*REQUEST*
Reproduce, word for word, the lines of the items from the one containing "In the photo above, where can the saucer" down to the one containing "column 27, row 66", both included, and nothing else.
— BEGIN MATERIAL PROVIDED —
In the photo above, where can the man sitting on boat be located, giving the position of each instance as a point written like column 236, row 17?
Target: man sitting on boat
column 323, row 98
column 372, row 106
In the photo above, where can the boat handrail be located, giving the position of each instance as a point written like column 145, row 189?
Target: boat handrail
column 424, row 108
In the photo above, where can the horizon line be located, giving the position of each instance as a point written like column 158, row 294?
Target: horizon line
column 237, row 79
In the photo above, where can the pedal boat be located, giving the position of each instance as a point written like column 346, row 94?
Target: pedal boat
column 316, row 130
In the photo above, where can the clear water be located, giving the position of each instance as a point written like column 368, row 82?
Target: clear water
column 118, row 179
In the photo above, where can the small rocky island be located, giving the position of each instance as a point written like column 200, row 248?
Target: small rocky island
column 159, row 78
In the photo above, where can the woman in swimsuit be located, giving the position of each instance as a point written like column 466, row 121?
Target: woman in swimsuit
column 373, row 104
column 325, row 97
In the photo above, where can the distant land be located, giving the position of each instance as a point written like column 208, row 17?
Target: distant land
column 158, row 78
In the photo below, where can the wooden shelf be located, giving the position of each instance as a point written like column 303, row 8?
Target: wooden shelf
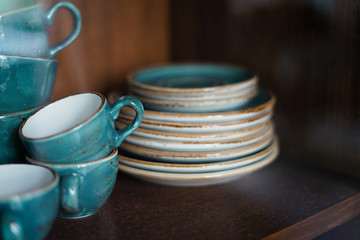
column 285, row 200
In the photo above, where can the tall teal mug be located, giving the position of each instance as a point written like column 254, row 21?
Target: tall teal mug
column 24, row 31
column 78, row 128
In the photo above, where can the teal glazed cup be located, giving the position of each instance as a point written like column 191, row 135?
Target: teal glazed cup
column 25, row 83
column 29, row 201
column 78, row 128
column 86, row 186
column 11, row 148
column 23, row 32
column 8, row 5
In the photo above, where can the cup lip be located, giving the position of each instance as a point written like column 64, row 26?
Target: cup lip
column 35, row 192
column 104, row 159
column 21, row 9
column 67, row 131
column 43, row 59
column 20, row 112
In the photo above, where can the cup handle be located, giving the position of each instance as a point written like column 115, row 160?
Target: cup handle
column 77, row 25
column 69, row 193
column 134, row 103
column 11, row 227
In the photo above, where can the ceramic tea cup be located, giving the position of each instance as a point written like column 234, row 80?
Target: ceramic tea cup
column 86, row 186
column 25, row 83
column 29, row 201
column 8, row 5
column 24, row 31
column 78, row 128
column 11, row 149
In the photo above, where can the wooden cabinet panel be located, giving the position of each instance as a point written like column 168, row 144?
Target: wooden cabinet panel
column 307, row 52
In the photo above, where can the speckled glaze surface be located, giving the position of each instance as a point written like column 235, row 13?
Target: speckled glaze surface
column 197, row 179
column 193, row 78
column 11, row 149
column 8, row 5
column 28, row 215
column 194, row 157
column 204, row 128
column 197, row 137
column 199, row 146
column 25, row 83
column 261, row 103
column 206, row 106
column 23, row 32
column 198, row 97
column 85, row 187
column 93, row 138
column 147, row 164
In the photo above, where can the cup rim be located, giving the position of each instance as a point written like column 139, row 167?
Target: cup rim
column 4, row 115
column 42, row 163
column 103, row 101
column 28, row 58
column 21, row 9
column 34, row 192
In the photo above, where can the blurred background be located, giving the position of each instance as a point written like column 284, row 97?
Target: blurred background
column 305, row 51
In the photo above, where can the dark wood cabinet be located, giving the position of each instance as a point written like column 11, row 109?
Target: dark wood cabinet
column 306, row 52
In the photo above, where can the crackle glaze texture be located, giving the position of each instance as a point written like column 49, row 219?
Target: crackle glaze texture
column 23, row 32
column 85, row 187
column 25, row 83
column 93, row 139
column 11, row 149
column 32, row 214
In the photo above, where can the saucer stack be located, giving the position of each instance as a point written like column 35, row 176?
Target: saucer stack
column 203, row 124
column 27, row 66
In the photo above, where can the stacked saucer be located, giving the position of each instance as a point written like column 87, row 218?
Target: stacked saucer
column 203, row 124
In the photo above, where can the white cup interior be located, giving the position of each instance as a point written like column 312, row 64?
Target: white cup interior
column 61, row 115
column 16, row 179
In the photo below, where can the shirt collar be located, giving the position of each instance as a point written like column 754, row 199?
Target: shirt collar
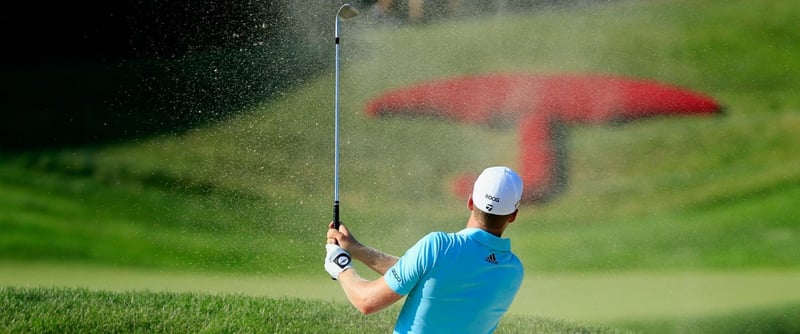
column 488, row 239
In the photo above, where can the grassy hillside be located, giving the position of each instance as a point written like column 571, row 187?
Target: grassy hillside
column 79, row 310
column 254, row 193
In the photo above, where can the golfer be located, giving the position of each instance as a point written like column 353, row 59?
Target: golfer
column 459, row 282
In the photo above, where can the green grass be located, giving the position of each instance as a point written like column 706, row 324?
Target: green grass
column 85, row 311
column 252, row 194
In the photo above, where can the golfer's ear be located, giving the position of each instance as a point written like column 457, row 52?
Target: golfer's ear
column 513, row 217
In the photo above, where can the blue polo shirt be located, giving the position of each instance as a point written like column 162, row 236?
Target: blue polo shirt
column 456, row 282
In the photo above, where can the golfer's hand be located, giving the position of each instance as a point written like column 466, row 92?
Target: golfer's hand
column 337, row 260
column 343, row 238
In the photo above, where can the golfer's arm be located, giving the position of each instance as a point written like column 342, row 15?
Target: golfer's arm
column 375, row 259
column 367, row 296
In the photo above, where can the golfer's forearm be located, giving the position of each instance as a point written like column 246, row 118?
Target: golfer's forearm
column 366, row 296
column 375, row 259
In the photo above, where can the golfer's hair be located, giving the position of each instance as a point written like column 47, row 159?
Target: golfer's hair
column 491, row 221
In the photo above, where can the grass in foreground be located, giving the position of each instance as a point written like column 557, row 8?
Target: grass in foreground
column 85, row 311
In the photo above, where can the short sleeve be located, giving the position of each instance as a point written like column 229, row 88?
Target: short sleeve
column 417, row 262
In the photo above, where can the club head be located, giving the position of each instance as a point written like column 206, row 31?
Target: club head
column 347, row 11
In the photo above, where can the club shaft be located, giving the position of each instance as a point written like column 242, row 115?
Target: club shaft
column 336, row 133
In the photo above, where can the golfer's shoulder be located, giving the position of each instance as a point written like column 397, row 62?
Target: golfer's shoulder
column 440, row 239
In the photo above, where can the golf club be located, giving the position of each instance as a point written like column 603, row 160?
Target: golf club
column 346, row 11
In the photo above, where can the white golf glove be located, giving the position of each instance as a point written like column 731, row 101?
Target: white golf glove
column 337, row 260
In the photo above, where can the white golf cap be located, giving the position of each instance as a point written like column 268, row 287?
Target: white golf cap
column 498, row 191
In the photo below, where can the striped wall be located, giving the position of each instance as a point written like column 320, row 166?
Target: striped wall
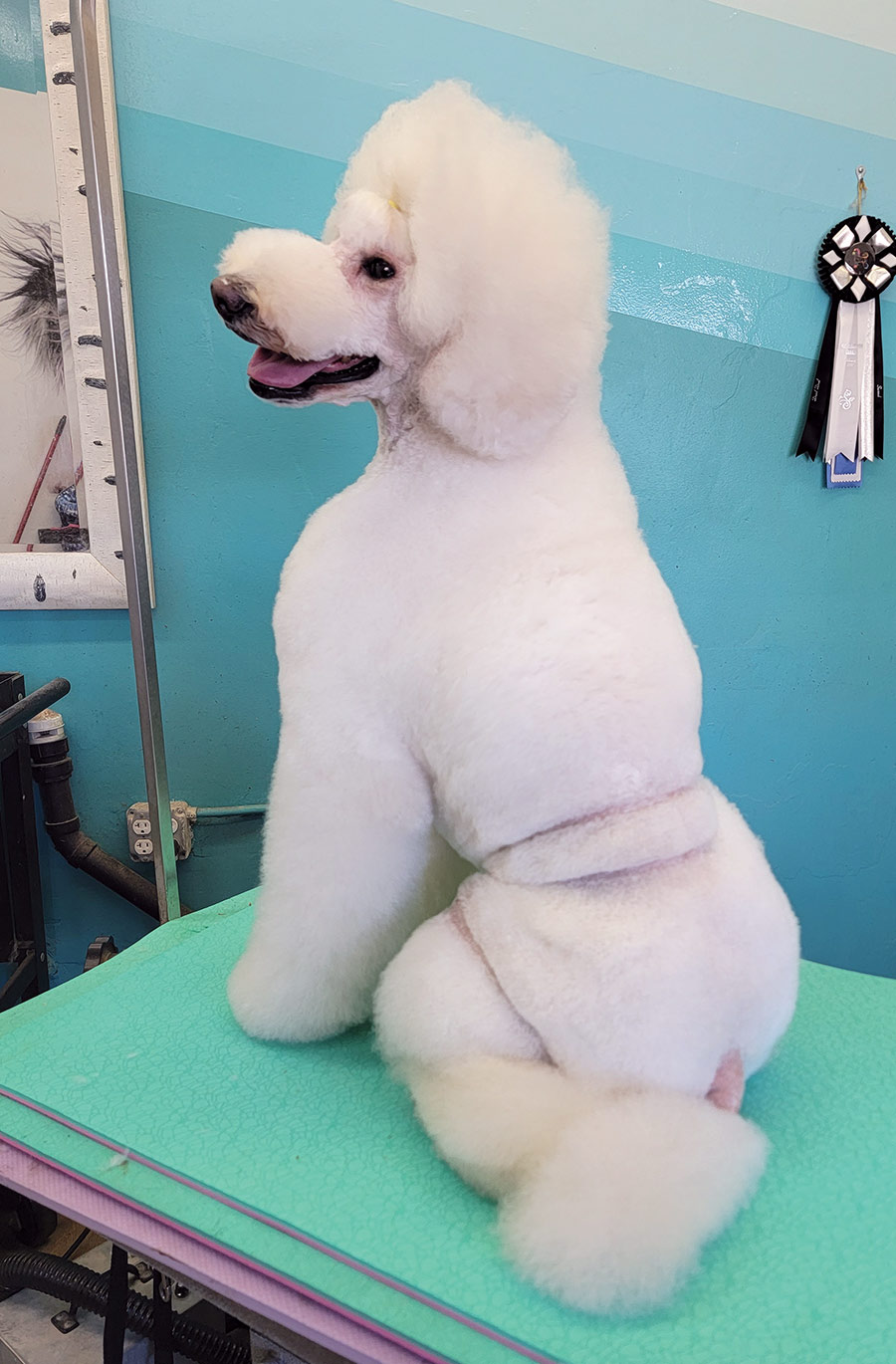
— END MATERIAL PROVIDED —
*FULL OUTPUT*
In the photo above, where can the saucer stack be located, giving the position of each instance as a point written like column 35, row 176?
Target: saucer stack
column 203, row 124
column 27, row 66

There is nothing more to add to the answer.